2. Establish performance goals

Create API performance tests to work alongside your functional tests. Also, be sure to incorporate performance tests into the build process by setting performance goals when writing user stories. For example, if you are creating an API for an e-commerce site, you’ll want to include the functionality to add items to a cart. This task should take no more than half a second to process. Creating your performance test alongside your functional test allows you to continually measure the performance of your API.


3. Include API performance tests in the build process

Include load tests in the build process so that each build goes through some level of performance testing. By doing this, you’ll be able to determine what caused the slowdown in an application’s performance. Also, if you need to roll back to an earlier build, you know how well that particular build performs.


4. Reuse functional tests

Reusing functional tests whenever possible is one of the key anchor points for performance testing, driving development of work scenarios for later use as the workload of more in-depth load tests. It’s critical that you are reviewing your functional tests with a designated performance expert so that you can make the decision of how tests can be repurposed.

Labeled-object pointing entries
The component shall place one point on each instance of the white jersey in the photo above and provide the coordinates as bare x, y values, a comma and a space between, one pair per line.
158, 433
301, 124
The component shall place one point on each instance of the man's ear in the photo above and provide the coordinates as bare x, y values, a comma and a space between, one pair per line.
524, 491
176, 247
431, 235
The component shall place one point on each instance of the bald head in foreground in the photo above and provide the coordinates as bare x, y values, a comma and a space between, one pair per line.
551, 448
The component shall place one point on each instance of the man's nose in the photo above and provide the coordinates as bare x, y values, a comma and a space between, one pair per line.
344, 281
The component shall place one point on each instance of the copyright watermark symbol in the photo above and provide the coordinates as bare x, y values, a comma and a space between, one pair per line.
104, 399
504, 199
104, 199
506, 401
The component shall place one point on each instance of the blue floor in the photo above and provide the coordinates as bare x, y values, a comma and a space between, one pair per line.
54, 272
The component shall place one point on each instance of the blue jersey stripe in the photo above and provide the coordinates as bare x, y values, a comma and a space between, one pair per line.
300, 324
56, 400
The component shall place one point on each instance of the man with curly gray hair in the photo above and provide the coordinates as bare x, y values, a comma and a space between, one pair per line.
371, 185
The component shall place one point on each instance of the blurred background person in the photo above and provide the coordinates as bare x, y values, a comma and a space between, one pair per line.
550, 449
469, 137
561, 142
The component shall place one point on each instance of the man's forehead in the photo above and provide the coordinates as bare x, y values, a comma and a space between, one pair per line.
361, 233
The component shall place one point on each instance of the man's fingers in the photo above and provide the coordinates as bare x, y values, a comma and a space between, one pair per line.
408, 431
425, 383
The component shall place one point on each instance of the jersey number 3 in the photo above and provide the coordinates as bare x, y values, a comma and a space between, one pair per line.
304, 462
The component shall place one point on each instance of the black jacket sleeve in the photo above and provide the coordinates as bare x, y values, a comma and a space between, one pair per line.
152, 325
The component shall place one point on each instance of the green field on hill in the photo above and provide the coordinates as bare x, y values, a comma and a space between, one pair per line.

◆ **Instruction**
List every numbered section heading in the API performance testing text, without the numbers.

◆ **Response**
Establish performance goals
Include API performance tests in the build process
Reuse functional tests